* **Exercise input**
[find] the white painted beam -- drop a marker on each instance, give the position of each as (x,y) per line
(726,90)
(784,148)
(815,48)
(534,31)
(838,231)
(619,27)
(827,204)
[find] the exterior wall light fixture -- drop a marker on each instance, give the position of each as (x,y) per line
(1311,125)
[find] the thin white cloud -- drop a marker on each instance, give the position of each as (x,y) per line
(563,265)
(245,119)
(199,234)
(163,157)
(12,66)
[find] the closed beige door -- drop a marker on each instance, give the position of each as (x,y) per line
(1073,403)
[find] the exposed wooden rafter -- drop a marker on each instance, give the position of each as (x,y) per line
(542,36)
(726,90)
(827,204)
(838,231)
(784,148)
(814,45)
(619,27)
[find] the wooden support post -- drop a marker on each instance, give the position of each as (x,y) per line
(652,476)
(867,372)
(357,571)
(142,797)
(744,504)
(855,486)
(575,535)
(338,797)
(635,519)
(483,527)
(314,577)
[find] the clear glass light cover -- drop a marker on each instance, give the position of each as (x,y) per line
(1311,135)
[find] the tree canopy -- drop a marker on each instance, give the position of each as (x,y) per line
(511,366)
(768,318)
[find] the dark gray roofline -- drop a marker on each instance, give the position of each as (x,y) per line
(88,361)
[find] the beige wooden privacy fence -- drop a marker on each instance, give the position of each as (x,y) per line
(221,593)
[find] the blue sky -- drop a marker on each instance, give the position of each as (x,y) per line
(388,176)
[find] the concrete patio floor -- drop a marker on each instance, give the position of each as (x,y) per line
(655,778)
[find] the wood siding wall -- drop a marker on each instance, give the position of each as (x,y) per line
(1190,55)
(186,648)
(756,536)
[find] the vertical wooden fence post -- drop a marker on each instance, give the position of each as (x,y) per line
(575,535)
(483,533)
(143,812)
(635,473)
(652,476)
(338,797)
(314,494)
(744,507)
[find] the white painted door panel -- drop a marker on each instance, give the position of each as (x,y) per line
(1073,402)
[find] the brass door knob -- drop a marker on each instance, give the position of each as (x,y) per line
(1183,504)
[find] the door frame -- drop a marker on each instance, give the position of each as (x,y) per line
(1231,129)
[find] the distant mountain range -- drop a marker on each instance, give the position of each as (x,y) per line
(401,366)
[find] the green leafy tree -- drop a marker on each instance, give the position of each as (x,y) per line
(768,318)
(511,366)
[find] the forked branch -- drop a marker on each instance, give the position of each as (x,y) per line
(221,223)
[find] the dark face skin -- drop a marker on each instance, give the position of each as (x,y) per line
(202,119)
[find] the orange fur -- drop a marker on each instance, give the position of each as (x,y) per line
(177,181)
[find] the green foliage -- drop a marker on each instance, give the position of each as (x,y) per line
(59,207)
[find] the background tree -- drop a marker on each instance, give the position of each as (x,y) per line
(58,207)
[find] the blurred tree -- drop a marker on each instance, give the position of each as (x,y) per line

* **Exercise details**
Having gone through the data above, repeat it exactly.

* **Exercise output**
[find] the white painted beam -- drop a marker on each instance, give the position of each as (x,y) per line
(726,90)
(784,148)
(815,48)
(534,31)
(838,231)
(619,27)
(827,204)
[find] the exterior wall light fixture -- drop a marker on each instance, give the position of each as (x,y) per line
(1311,125)
[find] the thin white cloud -- drop a marker on each instance, give the position of each as (x,y) per line
(563,265)
(245,119)
(199,234)
(163,157)
(12,66)
[find] the closed beige door -- drop a marker on each instance, give the position of each as (x,y) per line
(1073,403)
[find] the exposed wooden rafter -- drop a marker on each instance, give the position of each as (x,y) per line
(542,36)
(726,90)
(827,204)
(838,231)
(784,148)
(814,45)
(619,27)
[find] the wooden support post -- drop a marker on each instance, give the position of each as (x,y) per line
(652,476)
(867,372)
(357,571)
(142,797)
(744,504)
(855,486)
(575,535)
(338,797)
(635,519)
(483,527)
(314,577)
[find] the clear glass light cover -- drop a marker on each instance, give the position of each as (x,y) per line
(1311,135)
[find] the tree canopy -- drop a marker on each instance, give the position of each as (x,y) per line
(511,366)
(768,318)
[find] the dark gray roofline -- drop a marker on each instance, give the position of each as (x,y) per line
(88,361)
[find] the beige wooden privacy fence -- drop a marker on each instance, give the position of each as (x,y) per line
(221,593)
[find] the blue sky -- drop a marker on each instance, give the position of each as (x,y) per line
(388,176)
[find] the concrete patio floor -- drop a marker on each instance, give the position of each as (x,y) per line
(655,778)
[find] the wood siding wall -- drop a marker on each instance, give the position of each as (x,y) per line
(1190,55)
(186,648)
(756,536)
[find] the vertical wooden fence post -- drop a marker on each instance, give the position of each as (x,y) per line
(575,535)
(483,533)
(143,812)
(635,473)
(652,476)
(338,797)
(314,494)
(744,507)
[find] the white painted door panel -- drop a marker on each instance, give the position of each as (x,y) per line
(1073,402)
[find] the brass door knob -- drop a marker on each instance, give the position of each as (x,y) per line
(1183,504)
[find] the door frame -- drop a marker on each instance, give the position of each as (x,y) per line
(1231,129)
[find] the distant mountain range -- drop a marker on each instance, give the position of each as (x,y) per line
(401,366)
[find] the green leafy tree -- drop a marker on each instance, give the position of each as (x,y) per line
(768,318)
(511,366)
[find] the forked branch -- drop a marker on each instance, give the position of each as (x,y) per line
(221,223)
[find] the dark face skin -- drop a marker on each instance, give the position of each as (x,y) per line
(202,119)
[find] the orange fur -- drop a marker on each instance, give the position of each as (x,y) per line
(177,181)
[find] the green foliage -- drop a marker on each instance, give the position of each as (x,y) per line
(59,207)
[find] the background tree -- drop a marker on each instance, give the position of each as (x,y) per line
(58,207)
[find] the blurred tree -- drop a marker on each instance, give the position of each as (x,y) per line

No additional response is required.